- TASK PROMPT
Exactly as they appear below, repeat the lines from the one with "like [(134, 350)]." through the one with "like [(220, 84)].", and no others.

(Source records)
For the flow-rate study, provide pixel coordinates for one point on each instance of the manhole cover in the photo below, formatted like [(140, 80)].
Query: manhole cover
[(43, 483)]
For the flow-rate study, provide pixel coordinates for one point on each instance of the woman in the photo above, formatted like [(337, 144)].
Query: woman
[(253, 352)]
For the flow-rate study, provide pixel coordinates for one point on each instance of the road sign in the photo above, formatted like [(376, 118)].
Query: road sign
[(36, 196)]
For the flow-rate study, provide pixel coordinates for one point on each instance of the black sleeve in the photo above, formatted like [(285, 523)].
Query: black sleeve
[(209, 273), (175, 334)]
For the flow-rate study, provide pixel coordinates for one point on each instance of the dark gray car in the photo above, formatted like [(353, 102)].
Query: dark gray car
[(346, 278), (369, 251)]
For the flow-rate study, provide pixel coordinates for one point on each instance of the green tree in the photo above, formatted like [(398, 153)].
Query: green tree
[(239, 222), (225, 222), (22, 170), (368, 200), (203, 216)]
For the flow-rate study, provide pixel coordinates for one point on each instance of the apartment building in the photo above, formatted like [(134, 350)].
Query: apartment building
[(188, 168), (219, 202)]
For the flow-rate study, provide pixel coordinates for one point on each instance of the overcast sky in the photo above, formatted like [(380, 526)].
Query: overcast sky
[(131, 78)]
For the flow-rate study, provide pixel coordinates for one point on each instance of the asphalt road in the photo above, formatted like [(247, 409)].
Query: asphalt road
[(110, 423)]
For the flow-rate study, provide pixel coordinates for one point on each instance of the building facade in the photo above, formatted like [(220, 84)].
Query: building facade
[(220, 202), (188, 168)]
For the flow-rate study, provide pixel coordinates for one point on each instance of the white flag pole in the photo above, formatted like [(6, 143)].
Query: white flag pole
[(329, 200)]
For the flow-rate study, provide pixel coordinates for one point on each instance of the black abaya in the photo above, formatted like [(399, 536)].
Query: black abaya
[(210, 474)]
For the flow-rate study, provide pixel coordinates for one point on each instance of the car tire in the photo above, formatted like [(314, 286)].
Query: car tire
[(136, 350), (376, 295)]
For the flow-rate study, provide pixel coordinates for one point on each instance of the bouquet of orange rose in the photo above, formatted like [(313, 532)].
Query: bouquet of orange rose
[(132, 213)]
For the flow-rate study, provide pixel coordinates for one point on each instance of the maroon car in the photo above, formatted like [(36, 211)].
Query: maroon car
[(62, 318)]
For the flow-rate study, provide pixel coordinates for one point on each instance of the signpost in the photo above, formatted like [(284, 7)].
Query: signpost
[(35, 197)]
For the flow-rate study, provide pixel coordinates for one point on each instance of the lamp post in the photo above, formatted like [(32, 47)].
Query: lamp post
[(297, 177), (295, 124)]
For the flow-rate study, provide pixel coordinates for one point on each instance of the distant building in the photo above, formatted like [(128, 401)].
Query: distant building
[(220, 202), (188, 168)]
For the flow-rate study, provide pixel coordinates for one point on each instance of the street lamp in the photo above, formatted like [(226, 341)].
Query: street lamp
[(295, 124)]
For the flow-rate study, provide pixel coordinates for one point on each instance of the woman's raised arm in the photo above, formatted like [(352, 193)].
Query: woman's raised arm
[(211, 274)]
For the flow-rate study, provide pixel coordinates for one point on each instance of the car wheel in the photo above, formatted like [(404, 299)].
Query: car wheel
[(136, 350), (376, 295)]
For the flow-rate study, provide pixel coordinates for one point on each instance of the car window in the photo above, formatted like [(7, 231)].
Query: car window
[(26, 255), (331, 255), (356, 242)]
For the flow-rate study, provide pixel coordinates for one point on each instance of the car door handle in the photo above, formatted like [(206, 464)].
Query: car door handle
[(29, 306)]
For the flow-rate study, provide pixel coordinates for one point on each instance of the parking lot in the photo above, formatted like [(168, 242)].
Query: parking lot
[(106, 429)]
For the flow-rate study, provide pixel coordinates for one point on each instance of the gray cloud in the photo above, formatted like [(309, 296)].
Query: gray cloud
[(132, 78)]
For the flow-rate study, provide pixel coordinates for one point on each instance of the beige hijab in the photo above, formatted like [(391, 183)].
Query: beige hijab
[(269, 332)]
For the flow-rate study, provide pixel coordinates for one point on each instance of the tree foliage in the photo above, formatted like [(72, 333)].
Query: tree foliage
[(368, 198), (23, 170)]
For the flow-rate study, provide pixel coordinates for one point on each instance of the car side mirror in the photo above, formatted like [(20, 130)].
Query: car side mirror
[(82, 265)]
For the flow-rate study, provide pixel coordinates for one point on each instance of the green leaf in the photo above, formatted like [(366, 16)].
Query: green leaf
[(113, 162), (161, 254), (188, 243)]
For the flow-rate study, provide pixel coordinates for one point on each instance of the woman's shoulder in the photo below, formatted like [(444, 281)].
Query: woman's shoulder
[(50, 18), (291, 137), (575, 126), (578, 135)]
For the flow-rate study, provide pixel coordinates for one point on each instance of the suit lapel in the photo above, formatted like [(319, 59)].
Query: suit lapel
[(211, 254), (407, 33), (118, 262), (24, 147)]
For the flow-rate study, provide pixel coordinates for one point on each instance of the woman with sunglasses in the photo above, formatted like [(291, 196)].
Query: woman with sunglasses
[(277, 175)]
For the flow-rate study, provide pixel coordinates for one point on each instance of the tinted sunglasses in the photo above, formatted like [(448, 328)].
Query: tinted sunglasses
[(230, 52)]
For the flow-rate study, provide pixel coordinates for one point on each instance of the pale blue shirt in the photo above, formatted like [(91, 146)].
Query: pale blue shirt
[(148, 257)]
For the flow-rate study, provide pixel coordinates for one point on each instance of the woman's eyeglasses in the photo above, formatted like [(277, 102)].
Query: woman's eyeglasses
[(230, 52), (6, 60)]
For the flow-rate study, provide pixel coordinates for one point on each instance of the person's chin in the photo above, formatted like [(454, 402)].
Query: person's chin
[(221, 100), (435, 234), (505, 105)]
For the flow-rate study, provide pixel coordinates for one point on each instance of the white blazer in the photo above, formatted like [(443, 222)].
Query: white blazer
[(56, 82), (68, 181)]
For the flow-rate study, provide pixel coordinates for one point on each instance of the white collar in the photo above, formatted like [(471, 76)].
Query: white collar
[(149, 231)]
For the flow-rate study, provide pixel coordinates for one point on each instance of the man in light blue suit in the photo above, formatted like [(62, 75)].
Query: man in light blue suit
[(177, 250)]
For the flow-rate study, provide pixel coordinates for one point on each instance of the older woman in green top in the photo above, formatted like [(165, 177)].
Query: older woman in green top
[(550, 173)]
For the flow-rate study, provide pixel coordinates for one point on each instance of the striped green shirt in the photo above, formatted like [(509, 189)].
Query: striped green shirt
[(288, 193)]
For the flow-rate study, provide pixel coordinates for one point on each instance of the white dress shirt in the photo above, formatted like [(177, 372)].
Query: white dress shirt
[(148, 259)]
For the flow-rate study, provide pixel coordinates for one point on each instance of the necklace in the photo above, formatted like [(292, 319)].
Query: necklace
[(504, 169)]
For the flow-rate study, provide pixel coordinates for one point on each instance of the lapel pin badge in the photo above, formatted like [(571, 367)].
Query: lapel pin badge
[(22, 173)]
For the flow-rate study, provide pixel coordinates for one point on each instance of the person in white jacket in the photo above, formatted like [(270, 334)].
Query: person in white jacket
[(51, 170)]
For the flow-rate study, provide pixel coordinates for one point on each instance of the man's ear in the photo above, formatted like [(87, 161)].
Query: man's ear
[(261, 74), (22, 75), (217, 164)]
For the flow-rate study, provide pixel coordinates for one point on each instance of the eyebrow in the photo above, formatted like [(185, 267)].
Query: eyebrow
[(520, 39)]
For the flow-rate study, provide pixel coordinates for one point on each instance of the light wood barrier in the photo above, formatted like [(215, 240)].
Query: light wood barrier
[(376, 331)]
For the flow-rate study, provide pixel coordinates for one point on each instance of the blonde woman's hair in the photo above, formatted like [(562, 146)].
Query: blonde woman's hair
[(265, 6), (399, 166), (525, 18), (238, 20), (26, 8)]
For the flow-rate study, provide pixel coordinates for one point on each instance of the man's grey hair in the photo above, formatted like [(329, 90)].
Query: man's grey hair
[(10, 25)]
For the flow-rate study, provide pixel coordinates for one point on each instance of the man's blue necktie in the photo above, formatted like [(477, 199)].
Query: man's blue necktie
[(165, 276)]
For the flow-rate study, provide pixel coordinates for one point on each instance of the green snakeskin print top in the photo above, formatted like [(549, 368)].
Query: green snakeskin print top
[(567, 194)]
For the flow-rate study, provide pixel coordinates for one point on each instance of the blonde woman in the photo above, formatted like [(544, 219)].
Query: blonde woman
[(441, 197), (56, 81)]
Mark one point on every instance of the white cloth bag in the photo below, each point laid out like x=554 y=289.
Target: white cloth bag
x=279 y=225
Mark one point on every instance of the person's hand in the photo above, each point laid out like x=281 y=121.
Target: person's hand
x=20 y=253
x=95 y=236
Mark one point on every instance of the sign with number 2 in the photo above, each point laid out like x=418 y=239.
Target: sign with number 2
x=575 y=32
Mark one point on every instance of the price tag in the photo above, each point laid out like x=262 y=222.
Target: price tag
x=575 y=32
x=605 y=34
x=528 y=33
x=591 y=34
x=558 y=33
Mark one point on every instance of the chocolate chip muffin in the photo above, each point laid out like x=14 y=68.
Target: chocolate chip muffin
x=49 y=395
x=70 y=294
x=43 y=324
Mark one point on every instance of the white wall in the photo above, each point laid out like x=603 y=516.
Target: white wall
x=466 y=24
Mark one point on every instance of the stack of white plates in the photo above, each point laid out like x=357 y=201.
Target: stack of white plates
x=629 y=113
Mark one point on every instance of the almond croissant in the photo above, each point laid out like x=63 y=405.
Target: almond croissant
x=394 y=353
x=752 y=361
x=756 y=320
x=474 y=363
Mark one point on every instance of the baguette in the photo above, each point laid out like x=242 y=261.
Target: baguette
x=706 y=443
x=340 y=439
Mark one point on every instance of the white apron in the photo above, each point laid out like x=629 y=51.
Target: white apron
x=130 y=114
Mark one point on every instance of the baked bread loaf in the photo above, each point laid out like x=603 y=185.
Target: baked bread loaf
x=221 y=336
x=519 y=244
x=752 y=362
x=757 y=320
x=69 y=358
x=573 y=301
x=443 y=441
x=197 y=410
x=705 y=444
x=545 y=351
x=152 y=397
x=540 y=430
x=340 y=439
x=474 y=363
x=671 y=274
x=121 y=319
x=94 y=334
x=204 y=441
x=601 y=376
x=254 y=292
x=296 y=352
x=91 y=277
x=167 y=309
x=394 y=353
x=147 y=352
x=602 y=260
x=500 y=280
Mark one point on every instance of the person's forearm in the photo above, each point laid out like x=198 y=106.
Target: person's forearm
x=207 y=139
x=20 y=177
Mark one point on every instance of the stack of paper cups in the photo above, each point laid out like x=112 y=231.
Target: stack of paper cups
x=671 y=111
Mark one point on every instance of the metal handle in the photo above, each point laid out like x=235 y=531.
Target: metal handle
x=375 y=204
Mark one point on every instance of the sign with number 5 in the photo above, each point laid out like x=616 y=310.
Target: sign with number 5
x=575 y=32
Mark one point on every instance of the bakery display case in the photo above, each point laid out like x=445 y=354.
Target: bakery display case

- ANSWER TO THE PROBLEM
For the flow-rate study, provide pixel coordinates for one point on each instance of the apartment building in the photo above, formatted like [(134, 350)].
Query: apartment building
[(188, 168), (219, 202)]
For the flow-rate study, provide pixel coordinates for one point on each instance of the overcast sky in the photo above, formatted like [(380, 526)].
Query: overcast sky
[(131, 78)]
For the flow-rate study, provide pixel coordinates for one point on each instance of the asphalt road in the photo above, formatted like [(247, 409)].
Query: asphalt road
[(110, 423)]
For the flow-rate study, provide pixel coordinates for one point on each instance of the building facade in the photo above, formatted like [(220, 84)].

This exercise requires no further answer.